* **Problem description**: Output the data below in full, byte for byte. Nothing may differ.
══════════════════════════════
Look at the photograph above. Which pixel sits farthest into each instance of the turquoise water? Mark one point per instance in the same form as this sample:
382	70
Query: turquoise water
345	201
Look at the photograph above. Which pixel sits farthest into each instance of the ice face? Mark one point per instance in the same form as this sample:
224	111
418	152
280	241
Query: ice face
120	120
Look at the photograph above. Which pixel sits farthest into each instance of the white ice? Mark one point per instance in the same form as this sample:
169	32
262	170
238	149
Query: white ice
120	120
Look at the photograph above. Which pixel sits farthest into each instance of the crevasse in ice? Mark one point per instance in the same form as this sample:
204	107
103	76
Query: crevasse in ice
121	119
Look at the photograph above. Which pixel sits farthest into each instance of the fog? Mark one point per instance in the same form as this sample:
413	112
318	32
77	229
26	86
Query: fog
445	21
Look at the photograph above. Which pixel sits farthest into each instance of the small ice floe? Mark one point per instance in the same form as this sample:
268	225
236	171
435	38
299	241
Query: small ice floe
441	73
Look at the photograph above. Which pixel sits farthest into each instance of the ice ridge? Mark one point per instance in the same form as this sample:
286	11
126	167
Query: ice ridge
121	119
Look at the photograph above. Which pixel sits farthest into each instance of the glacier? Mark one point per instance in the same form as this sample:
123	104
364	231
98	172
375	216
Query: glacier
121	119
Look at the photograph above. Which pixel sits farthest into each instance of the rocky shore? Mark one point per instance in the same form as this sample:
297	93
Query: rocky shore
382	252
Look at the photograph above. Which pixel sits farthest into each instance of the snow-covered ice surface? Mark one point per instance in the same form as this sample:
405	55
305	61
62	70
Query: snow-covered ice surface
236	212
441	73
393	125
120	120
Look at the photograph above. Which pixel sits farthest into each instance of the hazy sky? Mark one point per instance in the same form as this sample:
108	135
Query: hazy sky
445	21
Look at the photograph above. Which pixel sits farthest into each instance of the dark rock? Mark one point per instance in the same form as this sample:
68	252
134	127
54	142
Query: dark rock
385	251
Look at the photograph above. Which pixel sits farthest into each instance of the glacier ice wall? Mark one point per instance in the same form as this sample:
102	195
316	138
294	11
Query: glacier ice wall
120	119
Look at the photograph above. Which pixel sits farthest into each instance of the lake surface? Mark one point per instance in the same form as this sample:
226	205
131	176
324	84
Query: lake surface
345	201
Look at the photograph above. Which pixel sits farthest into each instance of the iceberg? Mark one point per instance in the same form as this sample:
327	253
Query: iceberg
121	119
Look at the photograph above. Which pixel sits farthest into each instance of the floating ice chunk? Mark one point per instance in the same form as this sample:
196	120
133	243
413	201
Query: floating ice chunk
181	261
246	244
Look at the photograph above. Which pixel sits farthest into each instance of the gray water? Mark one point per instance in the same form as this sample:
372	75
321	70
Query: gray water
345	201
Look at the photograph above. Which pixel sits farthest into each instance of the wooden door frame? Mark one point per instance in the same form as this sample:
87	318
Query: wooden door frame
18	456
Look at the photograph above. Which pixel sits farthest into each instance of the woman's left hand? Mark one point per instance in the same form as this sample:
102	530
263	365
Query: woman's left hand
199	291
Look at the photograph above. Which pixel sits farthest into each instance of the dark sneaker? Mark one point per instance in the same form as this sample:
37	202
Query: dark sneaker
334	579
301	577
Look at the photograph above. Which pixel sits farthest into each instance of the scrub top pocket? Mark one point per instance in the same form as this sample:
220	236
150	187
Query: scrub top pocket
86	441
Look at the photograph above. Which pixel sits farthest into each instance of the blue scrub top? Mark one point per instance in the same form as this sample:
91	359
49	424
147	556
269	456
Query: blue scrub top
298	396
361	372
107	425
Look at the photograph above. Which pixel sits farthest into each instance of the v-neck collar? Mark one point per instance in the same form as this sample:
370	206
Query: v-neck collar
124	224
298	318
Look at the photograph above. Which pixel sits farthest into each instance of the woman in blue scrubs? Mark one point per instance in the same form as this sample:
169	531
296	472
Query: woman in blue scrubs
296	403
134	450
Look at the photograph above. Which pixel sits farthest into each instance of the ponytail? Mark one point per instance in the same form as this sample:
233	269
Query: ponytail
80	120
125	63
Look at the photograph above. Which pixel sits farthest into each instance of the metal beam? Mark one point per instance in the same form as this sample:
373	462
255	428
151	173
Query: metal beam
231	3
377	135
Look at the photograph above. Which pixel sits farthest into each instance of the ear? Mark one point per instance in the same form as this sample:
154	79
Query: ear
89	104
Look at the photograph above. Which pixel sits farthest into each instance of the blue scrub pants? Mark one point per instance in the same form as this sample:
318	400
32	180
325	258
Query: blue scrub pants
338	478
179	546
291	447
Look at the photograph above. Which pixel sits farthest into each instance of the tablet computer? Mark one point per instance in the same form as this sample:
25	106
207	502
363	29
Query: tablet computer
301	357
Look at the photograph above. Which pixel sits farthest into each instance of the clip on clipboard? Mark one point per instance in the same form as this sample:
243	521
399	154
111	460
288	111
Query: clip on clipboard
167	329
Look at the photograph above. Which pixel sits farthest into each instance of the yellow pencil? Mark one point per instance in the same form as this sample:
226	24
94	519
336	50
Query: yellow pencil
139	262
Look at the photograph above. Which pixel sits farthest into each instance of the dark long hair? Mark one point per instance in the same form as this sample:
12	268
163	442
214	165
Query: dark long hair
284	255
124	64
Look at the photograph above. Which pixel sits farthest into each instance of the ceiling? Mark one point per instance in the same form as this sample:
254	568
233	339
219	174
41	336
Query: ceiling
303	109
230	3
══════════════════════════════
* **Written reply**:
Look at the photograph above. Which pixel sits farthest into each instance of the turquoise water? Mark one point per instance in the same form as this sample:
382	70
Query: turquoise water
345	201
Look at the photograph above. Which pixel sits farthest into each instance of the ice face? Mark one point per instance in the same form as this sample:
224	111
418	152
280	241
Query: ice face
120	120
Look at the photograph above. Which pixel sits farthest into each instance of the white ice? Mark one point per instance in the same form as this sample:
169	32
262	170
238	149
Query: white ice
120	120
Look at the photograph above. Which pixel sits farthest into each instance of the crevasse in ice? Mark one point per instance in the same form as this sample:
204	107
103	76
Query: crevasse in ice
121	119
Look at the photograph above. Which pixel sits farthest into each instance of the fog? Mark one point per instance in the same form as this sample:
413	112
318	32
77	229
26	86
Query: fog
445	21
Look at the photograph above. Which pixel sits farthest into each instance of the small ice floe? Mark one point per instance in the same form as this sample:
268	225
236	171
435	38
299	241
Query: small ice floe
441	73
Look at the photograph above. Which pixel sits farthest into each instance of the ice ridge? Mark one point per instance in the same form as this sample:
286	11
126	167
Query: ice ridge
121	119
Look at the photograph above. Which pixel sits farthest into each instance of the glacier? Mark one point per instance in the same form as this sample:
123	104
364	231
98	172
375	216
Query: glacier
121	119
Look at the photograph above. Which pixel sits farthest into each instance of the rocky shore? Mark one point per instance in the same form as this sample:
297	93
Query: rocky shore
382	252
Look at the photograph above. Which pixel sits farthest into each instance of the snow-covered ice surface? Mark one point per instance in the same form as this sample:
405	55
305	61
62	70
Query: snow-covered ice surface
236	212
441	73
393	125
120	120
Look at the photograph above. Which pixel sits farthest into each instance of the hazy sky? Mark one point per instance in the same form as this sample:
108	135
Query: hazy sky
445	21
Look at the photograph above. Which pixel sits farthest into each instance of the dark rock? Mark one point per instance in the same form as this sample:
68	252
134	127
54	142
Query: dark rock
385	251
Look at the photograph above. Which pixel sits farthest into each instance of the glacier ice wall? Mark one point per instance in the same form as this sample:
102	195
316	138
294	11
Query: glacier ice wall
120	119
Look at the photograph above. Which pixel sits farthest into each instance of the lake surface? Mark one point per instance in the same form as this sample:
226	205
131	176
324	84
Query: lake surface
345	201
Look at the photograph above. Which pixel sits farthest into each instance of the iceberg? Mark one point per instance in the same form as this sample:
327	253
Query: iceberg
121	119
Look at the photograph above. Which pixel sits farthest into each instance of the floating ice chunk? Mark one point per instance in the same form as this sample:
196	120
133	243
413	201
Query: floating ice chunk
181	261
246	244
Look at the photograph above. Which pixel sits farthest into each instance of the gray water? Mark one point per instance in the same form as this sample:
372	75
321	70
Query: gray water
345	201
Look at the photograph above. Which pixel sits farthest into each instance of the wooden door frame? Mark one point per instance in the same form as this sample:
87	318
Query: wooden door frame
18	456
Look at the photograph above. Which pixel sits farthest into each instance of the woman's left hand? Mark one point per instance in the same form as this sample:
102	530
263	365
Query: woman's left hand
199	291
Look at the photograph above. Which pixel sits farthest into each instance of the dark sneaker? Mark one point per instance in the same form as this sample:
37	202
Query: dark sneaker
334	579
301	577
Look at the photograph above. Which pixel sits farthest into each instance of the scrub top pocket? Mark one point per instance in the same form as this sample:
220	236
150	187
Query: scrub top pocket
86	441
Look at the photograph above. Which pixel sits farthest into each instance of the blue scrub top? Mark one point per instance in the same form as this sample:
91	359
49	424
147	556
269	456
Query: blue scrub top
298	396
361	372
107	425
Look at the photograph above. Which pixel sits farthest into each instance of the v-neck collar? Mark one point per instance in the same form as this sample:
370	206
Query: v-neck collar
124	224
298	318
Look at the photograph above. Which pixel sits farthest into each instance of the woman in blue scrubs? Mark one point per instance in the same form as this sample:
169	531
296	472
Query: woman in blue scrubs
296	403
134	450
Look at the photograph above. Which pixel sits farthest into each instance of the ponytail? Mark one point per instance in the same form as this sample:
233	269
Query: ponytail
80	120
125	63
Look at the photograph above. Which pixel sits farthest into each instance of the metal beam? Mark one point per instance in the same form as this sample:
373	462
255	428
151	173
Query: metal beam
231	3
377	135
Look at the photograph above. Which pixel sits farthest into each instance of the ear? Mark one point per instance in the same form as this sample:
154	79
Query: ear
89	104
Look at the photograph above. Which pixel sits farthest into each instance of the blue scrub pants? Mark one point per instance in the same form as this sample:
318	400
32	180
325	258
Query: blue scrub pants
338	478
179	546
291	447
Look at the photograph above. Which pixel sits farthest into each instance of the tablet computer? Mark one point per instance in the same form as this sample:
25	106
207	502
363	29
Query: tablet computer
301	357
Look at the photograph above. Which pixel sits farthest into each instance of the clip on clipboard? Mark one point per instance in the same form as this sample:
243	521
399	154
111	460
288	111
Query: clip on clipboard
167	329
Look at the photograph above. Which pixel sits farthest into each instance of the yellow pencil? Mark one point per instance in the same form as this sample:
226	24
94	519
336	50
Query: yellow pencil
139	262
Look at the photograph above. Which pixel sits farthest into each instance of the dark long hair? Mark one point per instance in the same form as this sample:
12	268
163	442
214	165
Query: dark long hair
284	255
124	64
Look at the photograph above. Which pixel sits farthest into each instance of the ceiling? Mark one point per instance in the same form as this sample:
254	568
233	339
219	174
41	336
Query: ceiling
303	109
230	3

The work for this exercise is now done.